● **Texto fornecido**:
....................
Em autos de Expropriação desencadeados por iniciativa dos Expropriados A e B, ao abrigo do disposto no art.º 51º, nº 2, do Código das Expropriações, e em que é Expropriante X, SA, com sede na …., …, vieram os primeiros, através de requerimento de 10/9/2009, e invocando existir um litígio entre os Requerentes e o Sr. C (pai de ambos), superficiário registado de Edifício existente numa das parcelas expropriadas, estando tal litígio relacionado com a propriedade do mesmo e quanto à correspondente indemnização a pagar pela expropriante, requerer que o Juiz a quo ordenasse a notificação desta última para :
- remeter aos autos a parte do processo expropriativo em falta, designadamente a parte relativa ao referido Edifício, e bem assim, para se abster de proceder a qualquer pagamento indemnizatório ao referido Sr. J;
- remeter aos autos o original do processo expropriativo completo.
....................
● **Material fornecido**:
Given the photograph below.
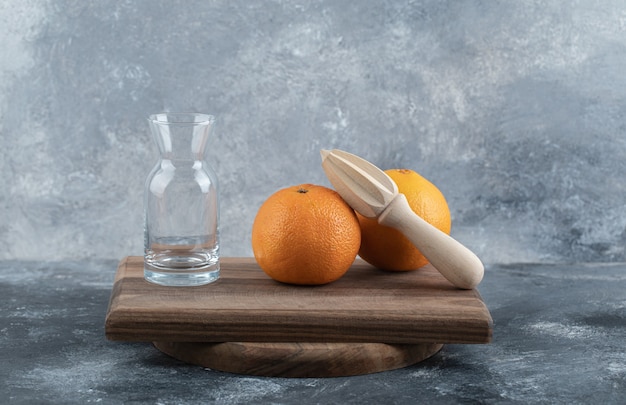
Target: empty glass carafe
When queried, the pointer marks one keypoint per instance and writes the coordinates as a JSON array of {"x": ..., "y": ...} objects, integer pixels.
[{"x": 181, "y": 233}]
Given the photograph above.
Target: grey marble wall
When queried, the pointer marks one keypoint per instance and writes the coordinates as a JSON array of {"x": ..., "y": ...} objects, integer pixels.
[{"x": 515, "y": 109}]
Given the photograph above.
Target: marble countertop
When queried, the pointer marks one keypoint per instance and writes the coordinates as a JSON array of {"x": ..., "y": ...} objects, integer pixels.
[{"x": 559, "y": 337}]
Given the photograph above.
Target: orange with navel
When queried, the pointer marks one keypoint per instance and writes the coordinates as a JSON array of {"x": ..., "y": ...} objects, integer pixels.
[
  {"x": 387, "y": 248},
  {"x": 306, "y": 235}
]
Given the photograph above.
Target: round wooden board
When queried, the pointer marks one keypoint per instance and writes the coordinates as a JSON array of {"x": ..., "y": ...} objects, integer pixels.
[{"x": 299, "y": 359}]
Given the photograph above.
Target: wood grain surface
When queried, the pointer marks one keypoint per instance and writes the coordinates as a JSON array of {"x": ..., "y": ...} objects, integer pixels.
[
  {"x": 299, "y": 359},
  {"x": 366, "y": 305}
]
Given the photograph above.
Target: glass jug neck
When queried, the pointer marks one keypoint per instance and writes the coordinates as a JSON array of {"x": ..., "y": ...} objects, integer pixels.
[{"x": 181, "y": 136}]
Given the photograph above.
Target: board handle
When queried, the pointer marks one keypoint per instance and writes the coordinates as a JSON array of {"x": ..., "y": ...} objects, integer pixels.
[{"x": 455, "y": 262}]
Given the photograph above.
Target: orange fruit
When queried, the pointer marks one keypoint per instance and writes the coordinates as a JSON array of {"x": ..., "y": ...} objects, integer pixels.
[
  {"x": 306, "y": 235},
  {"x": 387, "y": 248}
]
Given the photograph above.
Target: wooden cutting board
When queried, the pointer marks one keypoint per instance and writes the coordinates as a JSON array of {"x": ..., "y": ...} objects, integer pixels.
[{"x": 246, "y": 317}]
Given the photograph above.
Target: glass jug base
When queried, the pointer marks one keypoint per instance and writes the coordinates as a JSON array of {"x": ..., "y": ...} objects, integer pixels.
[{"x": 177, "y": 277}]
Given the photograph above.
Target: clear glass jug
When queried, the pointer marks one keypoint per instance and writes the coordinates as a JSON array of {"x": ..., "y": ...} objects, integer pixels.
[{"x": 181, "y": 234}]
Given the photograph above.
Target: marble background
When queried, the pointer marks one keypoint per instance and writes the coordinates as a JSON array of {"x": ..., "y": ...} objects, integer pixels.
[{"x": 516, "y": 110}]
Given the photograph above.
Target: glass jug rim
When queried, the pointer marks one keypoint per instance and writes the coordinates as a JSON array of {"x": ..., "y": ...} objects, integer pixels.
[{"x": 182, "y": 118}]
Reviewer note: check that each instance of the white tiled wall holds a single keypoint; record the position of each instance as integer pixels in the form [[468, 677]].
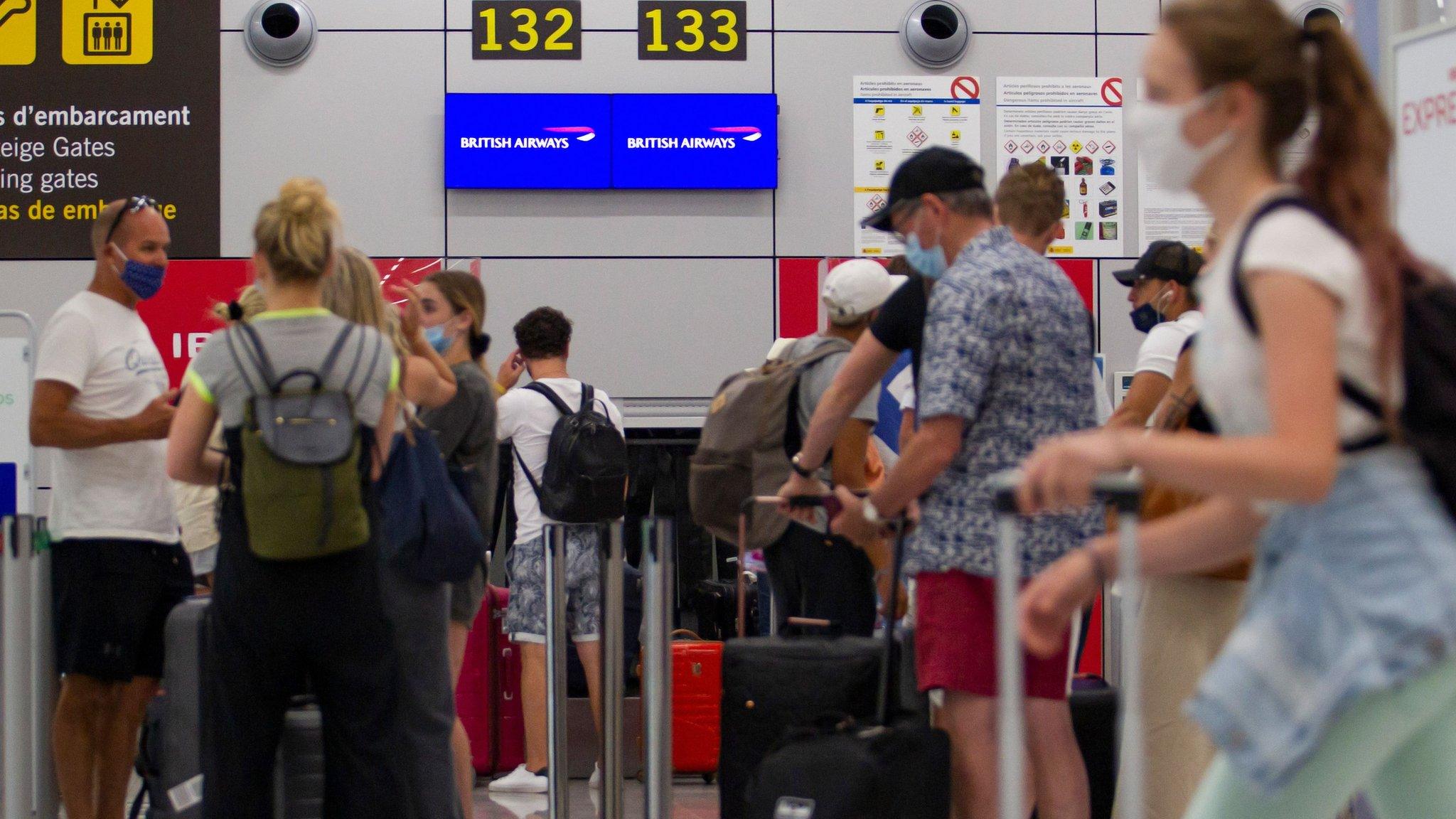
....................
● **Tarefa 1**:
Traduza para o inglês a seguinte frase do texto fornecido: "Em autos de Expropriação desencadeados por iniciativa dos Expropriados A e B, ao abrigo do disposto no art.º 51º, nº 2, do Código das Expropriações, e em que é Expropriante X, SA, com sede na …., …, vieram os primeiros, através de requerimento de 10/9/2009, e invocando existir um litígio entre os Requerentes e o Sr. C (pai de ambos), superficiário registado de Edifício existente numa das parcelas expropriadas, estando tal litígio relacionado com a propriedade do mesmo e quanto à correspondente indemnização a pagar pela expropriante, requerer que o Juiz a quo ordenasse a notificação desta última para :
- remeter aos autos a parte do processo expropriativo em falta, designadamente a parte relativa ao referido Edifício, e bem assim, para se abster de proceder a qualquer pagamento indemnizatório ao referido Sr. J;
- remeter aos autos o original do processo expropriativo completo."
● **Tarefa 2**:
Com base no texto fornecido, diga se cada afirmação está de acordo com ele: (a) O requerimento dos expropriados tem a data de 10/9/2009. (b) O Sr. C é irmão dos requerentes. (c) Os requerentes pediram que o original do processo expropriativo completo fosse remetido aos autos. Responda sim ou não e cite as palavras do texto que decidem.

● **Resposta completa 1**:
In expropriation proceedings initiated by the Expropriated Parties A and B, under Article 51(2) of the Expropriation Code, and in which the Expropriating Party is X, SA, with registered office at …., …, the former, by means of an application dated 10/9/2009, and claiming that there was a dispute between the Applicants and Mr. C (father of both), the registered holder of the surface right over a Building located on one of the expropriated plots, such dispute relating to the ownership of that Building and to the corresponding compensation to be paid by the expropriating party, requested that the lower-court Judge order that the latter be notified to:
- send to the case file the missing part of the expropriation proceedings, namely the part relating to the said Building, and likewise to refrain from making any compensation payment to the said Mr. J;
- send to the case file the original of the complete expropriation proceedings.

● **Resposta completa 2**:
(a) Sim: "através de requerimento de 10/9/2009".
(b) Não: "o Sr. C (pai de ambos)".
(c) Sim: "remeter aos autos o original do processo expropriativo completo".